* **What you should do**: Copy the records below exactly, omitting any pictures they contain.

* **Information given**:

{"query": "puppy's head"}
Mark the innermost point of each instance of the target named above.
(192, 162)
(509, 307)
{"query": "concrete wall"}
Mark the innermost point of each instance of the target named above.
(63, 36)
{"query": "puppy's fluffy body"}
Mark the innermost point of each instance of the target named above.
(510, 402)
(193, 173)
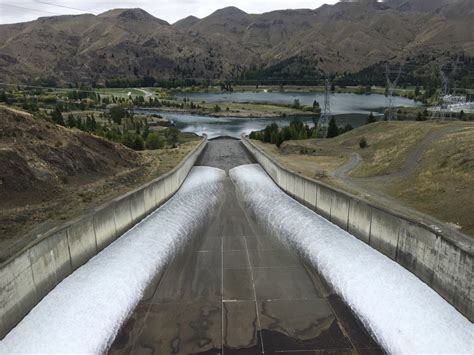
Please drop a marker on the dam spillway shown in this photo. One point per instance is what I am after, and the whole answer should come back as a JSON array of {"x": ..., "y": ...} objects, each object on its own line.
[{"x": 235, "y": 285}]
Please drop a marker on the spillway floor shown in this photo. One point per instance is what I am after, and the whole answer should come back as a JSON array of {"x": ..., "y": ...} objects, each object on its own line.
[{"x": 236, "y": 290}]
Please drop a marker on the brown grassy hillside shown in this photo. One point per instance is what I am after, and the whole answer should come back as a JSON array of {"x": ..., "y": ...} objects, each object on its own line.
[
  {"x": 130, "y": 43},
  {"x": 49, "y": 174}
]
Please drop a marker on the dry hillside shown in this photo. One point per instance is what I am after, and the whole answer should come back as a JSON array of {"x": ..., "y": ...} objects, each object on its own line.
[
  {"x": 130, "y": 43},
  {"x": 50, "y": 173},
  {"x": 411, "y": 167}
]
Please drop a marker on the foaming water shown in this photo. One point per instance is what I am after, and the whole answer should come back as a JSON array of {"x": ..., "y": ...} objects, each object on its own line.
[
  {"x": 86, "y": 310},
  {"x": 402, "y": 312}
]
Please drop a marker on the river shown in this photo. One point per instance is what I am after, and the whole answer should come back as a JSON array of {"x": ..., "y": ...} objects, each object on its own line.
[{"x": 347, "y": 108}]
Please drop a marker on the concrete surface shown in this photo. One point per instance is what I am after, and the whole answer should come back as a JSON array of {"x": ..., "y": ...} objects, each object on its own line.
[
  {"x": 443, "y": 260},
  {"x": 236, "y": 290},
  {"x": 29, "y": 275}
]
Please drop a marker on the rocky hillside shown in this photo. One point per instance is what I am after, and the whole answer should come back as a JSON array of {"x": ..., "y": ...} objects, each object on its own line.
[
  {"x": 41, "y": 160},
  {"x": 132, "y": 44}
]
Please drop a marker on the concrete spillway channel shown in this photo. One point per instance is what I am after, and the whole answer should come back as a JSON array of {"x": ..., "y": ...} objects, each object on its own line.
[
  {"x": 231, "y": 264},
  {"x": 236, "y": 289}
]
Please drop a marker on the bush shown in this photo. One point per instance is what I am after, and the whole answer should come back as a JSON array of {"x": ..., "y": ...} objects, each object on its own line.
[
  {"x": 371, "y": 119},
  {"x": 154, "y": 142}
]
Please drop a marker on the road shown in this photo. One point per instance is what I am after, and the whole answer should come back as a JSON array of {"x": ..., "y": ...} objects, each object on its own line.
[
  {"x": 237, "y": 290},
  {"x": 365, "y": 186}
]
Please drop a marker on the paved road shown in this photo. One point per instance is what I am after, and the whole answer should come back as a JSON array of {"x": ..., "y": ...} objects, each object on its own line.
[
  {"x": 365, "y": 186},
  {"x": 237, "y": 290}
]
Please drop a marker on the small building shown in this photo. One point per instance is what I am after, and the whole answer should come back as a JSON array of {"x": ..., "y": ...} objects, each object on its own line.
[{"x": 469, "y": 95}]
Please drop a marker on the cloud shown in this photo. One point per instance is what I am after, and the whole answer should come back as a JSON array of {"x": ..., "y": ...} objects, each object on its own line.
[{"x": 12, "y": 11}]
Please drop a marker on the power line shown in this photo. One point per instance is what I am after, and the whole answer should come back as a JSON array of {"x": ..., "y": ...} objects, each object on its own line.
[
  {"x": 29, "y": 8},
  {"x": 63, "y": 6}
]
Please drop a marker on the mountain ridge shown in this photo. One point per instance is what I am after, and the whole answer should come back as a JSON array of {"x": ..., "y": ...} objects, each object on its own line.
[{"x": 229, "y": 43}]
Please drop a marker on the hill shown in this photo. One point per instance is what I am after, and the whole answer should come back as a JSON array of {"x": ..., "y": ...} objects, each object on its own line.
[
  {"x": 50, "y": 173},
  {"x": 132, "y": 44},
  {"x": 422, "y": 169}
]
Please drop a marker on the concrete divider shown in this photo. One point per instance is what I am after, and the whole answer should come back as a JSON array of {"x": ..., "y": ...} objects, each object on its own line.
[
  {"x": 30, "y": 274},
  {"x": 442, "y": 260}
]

* **Solution below**:
{"query": "puppy's head"}
Mark the innermost point of each instance of the target named above.
(192, 162)
(509, 307)
{"query": "concrete wall"}
Mark the innermost point of each instance of the target named above.
(63, 36)
{"query": "puppy's fluffy body"}
Mark the innermost point of each instance of the target named above.
(510, 402)
(193, 173)
Please drop a marker on the dam spillway shown in this photo. One point per instance is what I am after, and the whole answer should come back as a JSON array of {"x": ..., "y": ...} objects, each object on its own line.
[{"x": 235, "y": 285}]
Please drop a marker on the spillway floor shown in this photo. One point per instance is what I am after, and the whole answer should come back as a JSON array of {"x": ..., "y": ...} objects, each object on its own line.
[{"x": 236, "y": 290}]
Please drop a marker on the brown grassy hillside shown in this photo. One point per instance is what I am after, and the whole answer should come back as a JSON array of {"x": ..., "y": ...} objects, each object on its own line.
[
  {"x": 130, "y": 43},
  {"x": 49, "y": 174}
]
Please drop a marker on the dry hillside shown in this photo. One point per instance is what I am after, and the whole answer should come back as a JSON array of {"x": ..., "y": ...} objects, each object on its own line.
[
  {"x": 130, "y": 43},
  {"x": 50, "y": 173},
  {"x": 411, "y": 167}
]
Please drop a marker on the foaming water shown in this photo. One point per instance is what I am after, and the whole answer should come back as a JSON array of {"x": ..., "y": ...} objects, each object on its own line.
[
  {"x": 86, "y": 310},
  {"x": 402, "y": 312}
]
Please drop a marker on the river shown in this photo. One point per instance is what I am after, and the whole answer should come back as a JSON array of {"x": ..., "y": ...} objects, each object on its own line.
[{"x": 347, "y": 108}]
Please drop a marker on the concrete surface shown in this photo. One point per instance is what I am after, and the whole answer should come back as a JSON array of {"x": ..., "y": ...} objects, each object on its own line.
[
  {"x": 443, "y": 260},
  {"x": 236, "y": 290},
  {"x": 29, "y": 275}
]
Please drop a marker on the rocky hillside shown in this photo. One point per instance is what I am after, and the whole answer should come back as a JSON array of {"x": ..., "y": ...} objects, each object on its own line.
[
  {"x": 41, "y": 160},
  {"x": 132, "y": 44}
]
Please drop a marker on the concrete spillway channel shown in this photo. One point per instance is what I am after, and the whole answer should come back as a JSON array of {"x": ..., "y": ...} objects, each object on its own line.
[
  {"x": 231, "y": 264},
  {"x": 236, "y": 289}
]
Please drop a marker on the bush shown in this photo. One point per instance is what I am after, and the whole answer should come back as a JSON array of {"x": ..., "y": ...} objects, each object on its own line.
[
  {"x": 371, "y": 119},
  {"x": 154, "y": 142}
]
Please drop a marker on the road shown in this photo. One point per instance is what I am after, and the whole answer should come back as a JSON array of {"x": ..., "y": ...} objects, each object on its own line.
[
  {"x": 237, "y": 290},
  {"x": 365, "y": 186}
]
Please drop a marker on the paved road shown in this photo. One point per instance is what I am after, and the whole answer should come back as a JSON array of {"x": ..., "y": ...} objects, each object on its own line.
[
  {"x": 365, "y": 186},
  {"x": 237, "y": 290}
]
Please drop a marker on the small building shown in this photo. One point per instance is what I am after, and the whole answer should come back as a JSON array of {"x": ..., "y": ...} objects, each object on its own line.
[{"x": 469, "y": 95}]
Please drop a marker on the cloud shown in this photo. One point per instance is what I am after, and the whole answer should come back as a JSON array of {"x": ..., "y": ...} objects, each object on its own line.
[{"x": 12, "y": 11}]
Please drop a marker on the power line shown in this photo. One point per instance is what I am after, and the whole answer should come back as a JSON array of {"x": ..., "y": ...} objects, each object on its own line.
[
  {"x": 29, "y": 8},
  {"x": 63, "y": 6}
]
Please drop a marker on the mountain ridge shown in this photo. One point per instance is what I am after, and the whole answer should come back as a JSON array of {"x": ..., "y": ...} objects, each object on its own line.
[{"x": 229, "y": 43}]
Please drop a marker on the hill shown in this photo. One point per instance is what I am after, and the whole answer should come back as a JSON array of {"x": ..., "y": ...} objects, each object on its own line.
[
  {"x": 50, "y": 173},
  {"x": 132, "y": 44},
  {"x": 422, "y": 169}
]
Please drop a marker on the concrete divider shown in this photo. One point per instance is what I am after, and the whole answer should come back as a JSON array of {"x": ..., "y": ...} objects, each object on its own line.
[
  {"x": 30, "y": 274},
  {"x": 442, "y": 260}
]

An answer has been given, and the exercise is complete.